**SELECTED PASSAGE:**
LAB 3 - VyshnaviPerla/PYTHON GitHub Wiki

LAB ASSIGNMENT 3

1.Linear Discriminant Analysis

Implementation:

Imported matplot library and linear discriminant analysis. Assigned variables to data and target and also imported kneighbors classifier. Splitted the data into training and testing. Using y_pred predicted the test data and plotted using three different colors with the title LDA OF IRIS DATASET

2. SVM classification

Implementation:

The dataset is loaded and split into two parts. The size of the test data is 20% and remaining is taken as training data. Then SVM model is applied with linear kernel and model is fit with training data. From the above analysis both the kernel and RBF accuracy results similar with a slight difference by changing the c and gamma values we can change the accuracy as equal. I predict RBF kernel is better fit model as class 3 and class 2 of iris data are not linearly separated. Using linear kernel for this data is not ideal.The accuracy will be improved if the data is increased in the dataset and the linear kernel has highest accuracy.

**DIRECTIONS:**
Answer these from the Lab 3 page:
(a) What title does the LDA plot get?
(b) What share of the data is set aside as test data in the SVM part?
(c) Which kernel is predicted to be the better fit model?

**DATA SHOWN:**

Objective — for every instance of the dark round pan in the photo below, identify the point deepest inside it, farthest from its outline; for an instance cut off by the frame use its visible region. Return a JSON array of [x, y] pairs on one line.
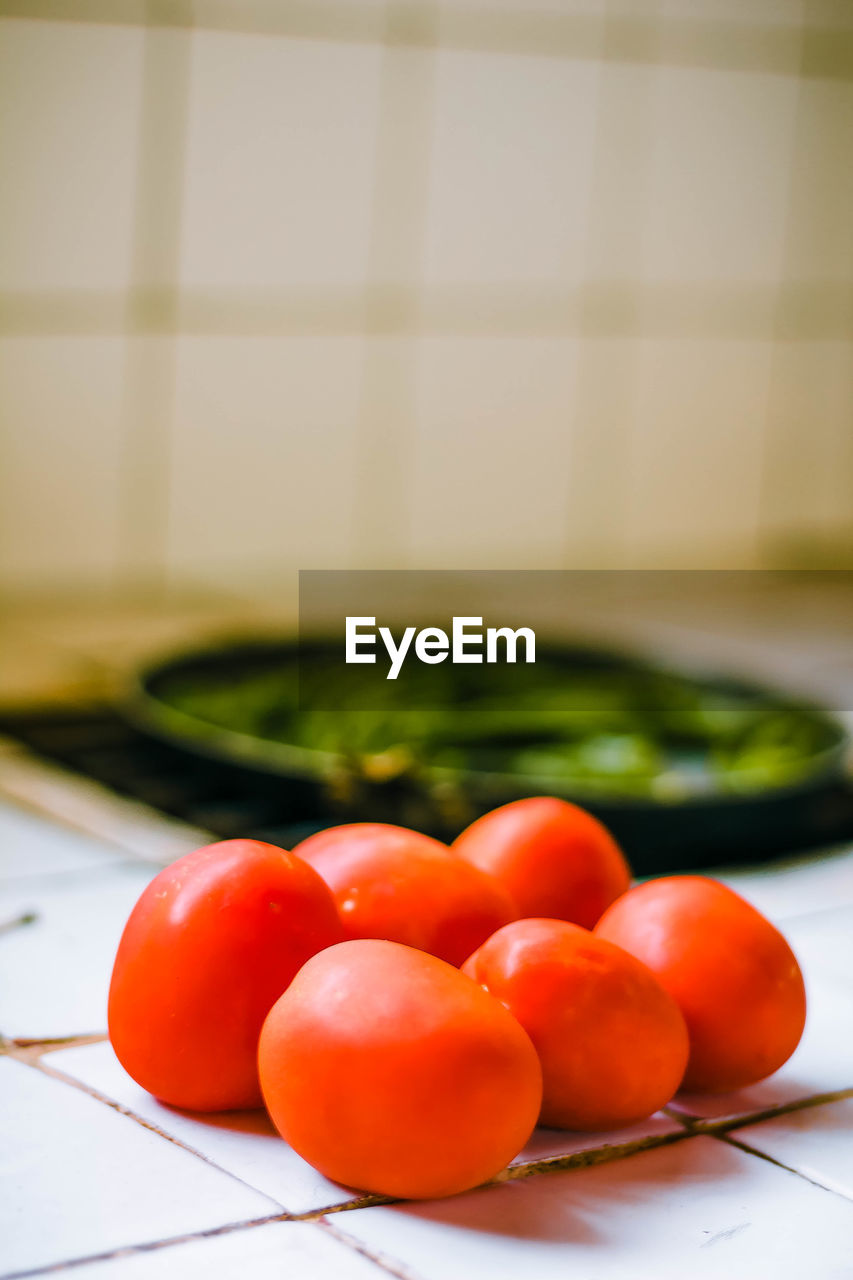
[[692, 827]]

**CORRECT RESULT:**
(a) LDA OF IRIS DATASET
(b) 20%
(c) The RBF kernel